PROBLEM |
According to the message below, why is there no ambiguity about which characters correspond to which within the north-west Semitic scripts? Answer in one to three sentences.

From: Philippe Verdy (verdy_p@wanadoo.fr)
Date: Fri May 14 2004 - 12:10:38 CDT
From: "Michael Everson" <everson@evertype.com>
> At 06:35 -0700 2004-05-14, Peter Kirk wrote:
>
> >But there is an exceptional issue within the family of north-west
> >Semitic scripts, which may apply also to others e.g. Greek, Coptic
> >and archaic Greek - possibly also the Indic scripts.
>
> I don't think so.
>
> >Within these sets of scripts there is NO ambiguity about which
> >characters correspond to which, as they have identical repertoires,
> >with possibly additional letters in some of the scripts for which no
> >equivalent can be defined in the other scripts.
>
> That doesn't mean that an ordered list with them interfiled is in any
> way legible.

[Extracted data entries]
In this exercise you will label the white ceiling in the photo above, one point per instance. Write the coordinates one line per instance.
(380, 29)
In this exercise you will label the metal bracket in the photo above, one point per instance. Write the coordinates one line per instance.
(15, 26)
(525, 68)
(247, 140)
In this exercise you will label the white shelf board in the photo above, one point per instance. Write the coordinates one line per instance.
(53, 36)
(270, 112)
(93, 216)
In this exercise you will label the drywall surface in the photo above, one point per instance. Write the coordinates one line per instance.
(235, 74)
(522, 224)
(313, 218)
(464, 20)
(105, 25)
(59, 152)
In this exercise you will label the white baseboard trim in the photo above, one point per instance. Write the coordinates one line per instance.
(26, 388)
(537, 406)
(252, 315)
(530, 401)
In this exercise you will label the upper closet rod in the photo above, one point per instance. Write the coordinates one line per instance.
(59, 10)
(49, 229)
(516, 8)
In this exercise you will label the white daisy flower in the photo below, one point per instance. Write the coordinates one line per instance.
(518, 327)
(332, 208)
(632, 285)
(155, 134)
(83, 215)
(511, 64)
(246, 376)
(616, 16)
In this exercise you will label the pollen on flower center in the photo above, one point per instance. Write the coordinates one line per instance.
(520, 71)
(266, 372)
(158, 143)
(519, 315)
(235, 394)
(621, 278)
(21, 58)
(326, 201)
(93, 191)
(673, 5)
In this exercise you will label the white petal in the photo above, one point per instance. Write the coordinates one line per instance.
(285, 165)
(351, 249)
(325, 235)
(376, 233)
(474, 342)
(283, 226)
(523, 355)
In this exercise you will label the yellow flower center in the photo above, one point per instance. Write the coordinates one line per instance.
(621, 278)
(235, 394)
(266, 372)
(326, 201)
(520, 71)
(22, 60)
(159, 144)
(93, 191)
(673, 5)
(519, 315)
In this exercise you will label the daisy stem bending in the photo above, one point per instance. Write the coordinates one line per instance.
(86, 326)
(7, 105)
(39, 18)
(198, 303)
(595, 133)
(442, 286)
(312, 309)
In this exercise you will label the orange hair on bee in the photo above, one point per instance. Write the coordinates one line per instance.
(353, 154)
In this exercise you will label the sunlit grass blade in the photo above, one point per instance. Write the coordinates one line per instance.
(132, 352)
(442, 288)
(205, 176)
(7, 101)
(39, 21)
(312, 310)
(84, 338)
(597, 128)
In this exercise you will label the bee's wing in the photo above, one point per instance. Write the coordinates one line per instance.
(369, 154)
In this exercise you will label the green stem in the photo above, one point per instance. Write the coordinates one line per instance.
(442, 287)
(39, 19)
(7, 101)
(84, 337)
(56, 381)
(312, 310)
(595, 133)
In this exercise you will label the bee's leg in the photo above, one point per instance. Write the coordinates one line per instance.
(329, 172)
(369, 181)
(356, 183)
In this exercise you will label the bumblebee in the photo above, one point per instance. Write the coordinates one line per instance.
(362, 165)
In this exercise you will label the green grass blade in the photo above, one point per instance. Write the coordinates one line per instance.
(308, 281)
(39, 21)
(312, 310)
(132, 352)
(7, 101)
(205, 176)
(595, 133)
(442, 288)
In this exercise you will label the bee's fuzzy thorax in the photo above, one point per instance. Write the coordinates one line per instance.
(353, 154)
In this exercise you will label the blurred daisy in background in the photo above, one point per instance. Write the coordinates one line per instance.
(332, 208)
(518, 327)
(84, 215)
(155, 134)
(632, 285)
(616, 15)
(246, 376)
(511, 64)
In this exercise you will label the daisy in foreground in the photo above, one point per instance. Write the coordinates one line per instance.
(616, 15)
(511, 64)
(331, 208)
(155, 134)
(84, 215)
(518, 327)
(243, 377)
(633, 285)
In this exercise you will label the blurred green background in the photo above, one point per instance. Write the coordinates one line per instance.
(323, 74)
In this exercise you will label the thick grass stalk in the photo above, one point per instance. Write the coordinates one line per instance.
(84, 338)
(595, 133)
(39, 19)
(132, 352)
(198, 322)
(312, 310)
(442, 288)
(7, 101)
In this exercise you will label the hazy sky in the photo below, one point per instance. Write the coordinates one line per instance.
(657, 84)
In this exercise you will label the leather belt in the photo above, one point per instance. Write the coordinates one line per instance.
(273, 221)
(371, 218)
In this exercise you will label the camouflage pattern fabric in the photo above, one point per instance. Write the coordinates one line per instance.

CORRECT OUTPUT |
The scripts have identical repertoires, so each character has a clear counterpart in the others. Some scripts may have additional letters, but no equivalent can be defined for those in the other scripts.